The required output is the line that contains "[locate] the dirt" and every line after it, each written out exactly, up to the end of the entries.
————————
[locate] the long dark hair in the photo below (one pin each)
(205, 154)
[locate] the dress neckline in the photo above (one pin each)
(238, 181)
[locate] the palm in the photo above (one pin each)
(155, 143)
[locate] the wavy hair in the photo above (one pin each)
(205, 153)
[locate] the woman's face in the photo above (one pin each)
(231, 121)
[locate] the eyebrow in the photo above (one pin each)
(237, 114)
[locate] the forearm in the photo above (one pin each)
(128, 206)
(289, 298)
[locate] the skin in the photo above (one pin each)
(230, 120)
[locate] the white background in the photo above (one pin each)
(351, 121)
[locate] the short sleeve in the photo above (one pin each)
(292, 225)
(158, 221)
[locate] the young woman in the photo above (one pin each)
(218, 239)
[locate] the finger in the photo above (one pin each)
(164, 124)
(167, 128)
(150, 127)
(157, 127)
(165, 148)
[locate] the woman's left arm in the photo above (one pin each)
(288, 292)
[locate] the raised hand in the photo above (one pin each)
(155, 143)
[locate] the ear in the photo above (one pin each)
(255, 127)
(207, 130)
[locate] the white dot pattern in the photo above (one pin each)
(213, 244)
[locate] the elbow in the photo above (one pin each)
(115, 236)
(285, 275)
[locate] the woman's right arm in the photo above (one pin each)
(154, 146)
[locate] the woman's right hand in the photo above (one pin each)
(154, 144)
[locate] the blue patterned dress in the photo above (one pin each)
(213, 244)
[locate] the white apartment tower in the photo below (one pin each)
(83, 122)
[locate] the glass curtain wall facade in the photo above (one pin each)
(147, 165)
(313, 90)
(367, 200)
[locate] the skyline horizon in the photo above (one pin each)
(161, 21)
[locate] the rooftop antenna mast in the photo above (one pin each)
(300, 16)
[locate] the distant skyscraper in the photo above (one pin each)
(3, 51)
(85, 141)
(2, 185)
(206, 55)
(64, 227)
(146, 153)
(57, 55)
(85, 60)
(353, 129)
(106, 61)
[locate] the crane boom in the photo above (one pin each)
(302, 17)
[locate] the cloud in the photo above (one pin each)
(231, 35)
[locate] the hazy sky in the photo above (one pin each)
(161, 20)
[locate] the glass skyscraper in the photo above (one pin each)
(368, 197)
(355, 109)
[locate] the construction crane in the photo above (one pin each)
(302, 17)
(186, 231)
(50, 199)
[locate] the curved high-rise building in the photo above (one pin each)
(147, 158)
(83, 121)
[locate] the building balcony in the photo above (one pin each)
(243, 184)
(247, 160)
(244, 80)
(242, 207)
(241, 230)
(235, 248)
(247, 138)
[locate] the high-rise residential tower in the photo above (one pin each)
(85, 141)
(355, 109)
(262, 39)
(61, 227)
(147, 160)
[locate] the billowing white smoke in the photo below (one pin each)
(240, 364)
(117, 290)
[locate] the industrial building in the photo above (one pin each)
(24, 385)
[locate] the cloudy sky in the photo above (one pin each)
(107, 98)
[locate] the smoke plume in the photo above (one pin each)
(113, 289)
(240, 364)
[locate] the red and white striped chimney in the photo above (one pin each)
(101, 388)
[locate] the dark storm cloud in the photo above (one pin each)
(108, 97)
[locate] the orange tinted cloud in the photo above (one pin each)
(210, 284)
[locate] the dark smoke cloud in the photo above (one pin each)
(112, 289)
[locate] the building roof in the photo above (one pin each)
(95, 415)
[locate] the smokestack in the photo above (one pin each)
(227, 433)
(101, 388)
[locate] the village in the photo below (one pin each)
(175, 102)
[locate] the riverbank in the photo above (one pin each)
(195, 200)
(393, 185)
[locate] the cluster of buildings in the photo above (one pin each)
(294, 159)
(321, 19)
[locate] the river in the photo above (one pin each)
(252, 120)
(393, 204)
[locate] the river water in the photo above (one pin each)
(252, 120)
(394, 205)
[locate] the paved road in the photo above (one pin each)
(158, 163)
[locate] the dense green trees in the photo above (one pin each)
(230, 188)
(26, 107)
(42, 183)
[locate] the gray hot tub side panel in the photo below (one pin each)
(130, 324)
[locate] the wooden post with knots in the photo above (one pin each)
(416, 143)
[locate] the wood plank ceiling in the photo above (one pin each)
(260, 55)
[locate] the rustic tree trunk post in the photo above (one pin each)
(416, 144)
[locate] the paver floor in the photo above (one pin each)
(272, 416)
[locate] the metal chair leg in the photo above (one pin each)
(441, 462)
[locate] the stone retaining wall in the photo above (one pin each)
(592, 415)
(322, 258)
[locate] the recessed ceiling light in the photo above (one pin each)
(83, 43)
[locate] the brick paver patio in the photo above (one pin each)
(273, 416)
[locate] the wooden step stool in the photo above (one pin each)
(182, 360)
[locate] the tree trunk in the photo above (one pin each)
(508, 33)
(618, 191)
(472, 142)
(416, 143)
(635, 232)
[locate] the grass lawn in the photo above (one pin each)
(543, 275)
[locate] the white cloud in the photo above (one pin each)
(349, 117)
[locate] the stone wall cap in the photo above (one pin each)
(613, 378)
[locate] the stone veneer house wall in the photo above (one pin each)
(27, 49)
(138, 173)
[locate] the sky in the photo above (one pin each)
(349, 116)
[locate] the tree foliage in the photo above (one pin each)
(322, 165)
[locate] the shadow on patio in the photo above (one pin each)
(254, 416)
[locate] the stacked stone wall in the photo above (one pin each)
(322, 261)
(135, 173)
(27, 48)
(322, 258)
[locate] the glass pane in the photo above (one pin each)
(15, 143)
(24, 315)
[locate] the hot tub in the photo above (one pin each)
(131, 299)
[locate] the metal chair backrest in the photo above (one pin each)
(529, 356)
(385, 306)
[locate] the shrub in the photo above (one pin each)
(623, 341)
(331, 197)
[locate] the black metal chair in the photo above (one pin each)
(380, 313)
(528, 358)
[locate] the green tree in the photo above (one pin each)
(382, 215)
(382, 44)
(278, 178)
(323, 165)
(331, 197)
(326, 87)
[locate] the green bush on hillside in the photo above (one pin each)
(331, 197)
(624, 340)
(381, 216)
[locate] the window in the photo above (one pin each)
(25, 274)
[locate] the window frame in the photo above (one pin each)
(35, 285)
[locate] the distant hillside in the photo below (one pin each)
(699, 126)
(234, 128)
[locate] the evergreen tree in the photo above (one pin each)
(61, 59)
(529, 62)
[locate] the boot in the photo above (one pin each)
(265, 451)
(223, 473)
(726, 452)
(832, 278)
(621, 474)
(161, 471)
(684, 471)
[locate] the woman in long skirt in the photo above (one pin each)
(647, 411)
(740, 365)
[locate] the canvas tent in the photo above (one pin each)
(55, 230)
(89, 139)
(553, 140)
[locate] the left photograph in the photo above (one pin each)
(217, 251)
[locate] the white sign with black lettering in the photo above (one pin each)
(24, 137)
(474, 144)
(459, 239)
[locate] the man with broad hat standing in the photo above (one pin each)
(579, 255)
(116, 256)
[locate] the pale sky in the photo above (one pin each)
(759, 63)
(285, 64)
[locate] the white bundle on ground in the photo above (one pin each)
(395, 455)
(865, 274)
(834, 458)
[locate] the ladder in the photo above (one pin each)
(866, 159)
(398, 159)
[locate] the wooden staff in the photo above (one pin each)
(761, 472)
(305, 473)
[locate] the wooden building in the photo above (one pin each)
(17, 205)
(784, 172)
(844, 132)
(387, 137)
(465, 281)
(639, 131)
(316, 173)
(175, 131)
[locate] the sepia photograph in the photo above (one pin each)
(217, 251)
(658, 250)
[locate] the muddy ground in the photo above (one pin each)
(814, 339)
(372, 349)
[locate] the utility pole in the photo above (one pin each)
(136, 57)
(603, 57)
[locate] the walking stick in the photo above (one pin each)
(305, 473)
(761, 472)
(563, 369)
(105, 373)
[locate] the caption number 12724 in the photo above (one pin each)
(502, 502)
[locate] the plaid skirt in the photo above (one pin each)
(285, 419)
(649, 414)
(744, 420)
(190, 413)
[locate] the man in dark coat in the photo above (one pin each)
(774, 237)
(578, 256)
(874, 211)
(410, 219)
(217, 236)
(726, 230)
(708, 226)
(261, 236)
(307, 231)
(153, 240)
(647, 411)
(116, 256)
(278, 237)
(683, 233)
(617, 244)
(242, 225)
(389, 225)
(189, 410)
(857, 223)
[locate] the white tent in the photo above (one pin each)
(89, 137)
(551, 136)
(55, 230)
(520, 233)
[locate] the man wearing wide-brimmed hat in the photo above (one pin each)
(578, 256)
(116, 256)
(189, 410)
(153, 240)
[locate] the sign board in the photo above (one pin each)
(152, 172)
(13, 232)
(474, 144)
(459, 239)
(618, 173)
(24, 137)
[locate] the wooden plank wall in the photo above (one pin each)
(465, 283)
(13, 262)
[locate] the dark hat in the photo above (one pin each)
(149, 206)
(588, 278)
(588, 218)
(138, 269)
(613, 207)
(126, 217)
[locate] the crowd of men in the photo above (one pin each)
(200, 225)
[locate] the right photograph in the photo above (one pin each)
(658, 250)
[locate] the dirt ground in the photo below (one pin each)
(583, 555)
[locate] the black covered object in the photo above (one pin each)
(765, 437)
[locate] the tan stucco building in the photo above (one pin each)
————————
Solved problem:
[locate] the dirt ground in the photo below (one pin each)
(583, 555)
[locate] the black covered object in the photo above (one pin each)
(765, 437)
[locate] the tan stucco building in the photo above (one pin each)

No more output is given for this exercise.